-- start --

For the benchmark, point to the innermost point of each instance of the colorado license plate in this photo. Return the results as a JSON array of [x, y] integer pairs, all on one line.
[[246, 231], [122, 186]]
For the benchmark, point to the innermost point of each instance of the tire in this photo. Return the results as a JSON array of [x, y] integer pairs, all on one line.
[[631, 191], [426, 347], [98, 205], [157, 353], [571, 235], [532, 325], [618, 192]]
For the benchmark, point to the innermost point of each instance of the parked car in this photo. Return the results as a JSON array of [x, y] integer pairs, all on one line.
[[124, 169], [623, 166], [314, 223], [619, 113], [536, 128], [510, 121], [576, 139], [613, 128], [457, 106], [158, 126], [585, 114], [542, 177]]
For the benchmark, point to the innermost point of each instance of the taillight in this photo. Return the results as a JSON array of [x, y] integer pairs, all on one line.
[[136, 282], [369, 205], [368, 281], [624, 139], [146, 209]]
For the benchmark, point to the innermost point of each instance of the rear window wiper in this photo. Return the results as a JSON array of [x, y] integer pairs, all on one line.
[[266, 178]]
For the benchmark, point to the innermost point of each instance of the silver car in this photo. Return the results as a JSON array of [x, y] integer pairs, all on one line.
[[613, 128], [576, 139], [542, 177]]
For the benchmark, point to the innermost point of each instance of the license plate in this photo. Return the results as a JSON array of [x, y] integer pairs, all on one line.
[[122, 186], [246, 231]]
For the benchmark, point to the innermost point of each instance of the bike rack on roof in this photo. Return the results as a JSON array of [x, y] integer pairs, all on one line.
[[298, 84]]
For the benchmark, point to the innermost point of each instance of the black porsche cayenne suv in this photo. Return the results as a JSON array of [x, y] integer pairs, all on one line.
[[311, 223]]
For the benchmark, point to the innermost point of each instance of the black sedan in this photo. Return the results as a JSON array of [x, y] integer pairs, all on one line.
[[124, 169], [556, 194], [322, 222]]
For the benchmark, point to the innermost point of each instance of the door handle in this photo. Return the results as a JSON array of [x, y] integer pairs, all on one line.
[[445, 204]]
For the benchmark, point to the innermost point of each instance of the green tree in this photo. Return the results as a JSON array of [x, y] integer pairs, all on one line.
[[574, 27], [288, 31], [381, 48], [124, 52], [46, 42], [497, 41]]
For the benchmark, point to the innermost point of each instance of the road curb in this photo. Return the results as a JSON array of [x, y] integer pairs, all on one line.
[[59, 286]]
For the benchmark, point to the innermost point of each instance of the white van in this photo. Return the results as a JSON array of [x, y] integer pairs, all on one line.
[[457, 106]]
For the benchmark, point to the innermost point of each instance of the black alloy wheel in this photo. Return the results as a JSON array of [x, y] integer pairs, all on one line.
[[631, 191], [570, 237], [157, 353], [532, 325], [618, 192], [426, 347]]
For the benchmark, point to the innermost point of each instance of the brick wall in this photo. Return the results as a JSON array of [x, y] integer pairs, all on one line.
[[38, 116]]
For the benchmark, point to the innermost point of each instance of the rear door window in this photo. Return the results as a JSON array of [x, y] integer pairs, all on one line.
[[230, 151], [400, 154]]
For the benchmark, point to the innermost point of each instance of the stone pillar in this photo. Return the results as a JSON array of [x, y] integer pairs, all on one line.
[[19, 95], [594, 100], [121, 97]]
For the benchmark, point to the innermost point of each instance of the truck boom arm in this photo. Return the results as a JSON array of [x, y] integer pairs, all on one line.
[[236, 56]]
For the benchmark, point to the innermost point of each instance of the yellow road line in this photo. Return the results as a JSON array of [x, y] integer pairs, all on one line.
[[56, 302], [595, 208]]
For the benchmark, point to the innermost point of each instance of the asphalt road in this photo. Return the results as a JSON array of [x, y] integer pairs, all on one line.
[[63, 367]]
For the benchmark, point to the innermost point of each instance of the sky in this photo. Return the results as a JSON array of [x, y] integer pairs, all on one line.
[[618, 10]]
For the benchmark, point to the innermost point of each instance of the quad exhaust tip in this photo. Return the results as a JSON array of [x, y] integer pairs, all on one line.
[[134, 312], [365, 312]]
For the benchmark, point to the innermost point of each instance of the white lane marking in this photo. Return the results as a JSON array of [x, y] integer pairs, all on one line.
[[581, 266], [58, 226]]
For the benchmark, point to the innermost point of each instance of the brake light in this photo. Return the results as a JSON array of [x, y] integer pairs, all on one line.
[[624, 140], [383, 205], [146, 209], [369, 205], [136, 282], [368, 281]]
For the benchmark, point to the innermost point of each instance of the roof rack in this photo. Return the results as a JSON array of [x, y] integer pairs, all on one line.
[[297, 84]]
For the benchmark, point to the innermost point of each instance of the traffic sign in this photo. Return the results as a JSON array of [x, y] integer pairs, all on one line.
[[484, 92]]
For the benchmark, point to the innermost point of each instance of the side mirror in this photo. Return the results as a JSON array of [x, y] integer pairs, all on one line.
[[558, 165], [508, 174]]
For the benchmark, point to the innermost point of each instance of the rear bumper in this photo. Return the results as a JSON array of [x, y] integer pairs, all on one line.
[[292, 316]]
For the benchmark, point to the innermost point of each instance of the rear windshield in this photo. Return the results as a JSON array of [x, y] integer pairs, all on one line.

-- end --

## TASK GOAL
Please output the lines from the first line of the items through the line containing "114], [542, 177]]" as a JSON list of strings, one string per line, leaving out any blank lines.

## RESULT OF THIS TASK
[
  "For the benchmark, point to the innermost point of each instance of the colorado license plate in this photo. Return the results as a JSON array of [x, y] integer pairs, all on one line.",
  "[[246, 231], [122, 186]]",
  "For the benchmark, point to the innermost point of each instance of the tire in this photo. Return the results as a JSON array of [x, y] integer pairs, all on one line.",
  "[[631, 191], [426, 347], [98, 205], [157, 353], [571, 235], [532, 325], [618, 192]]",
  "For the benchmark, point to the innermost point of each instance of the parked car in this photo. Return the results as a JSON array of [x, y] integer pairs, all on one line.",
  "[[124, 169], [623, 166], [314, 223], [619, 113], [536, 128], [510, 121], [576, 139], [613, 128], [457, 106], [158, 126], [585, 114], [542, 177]]"
]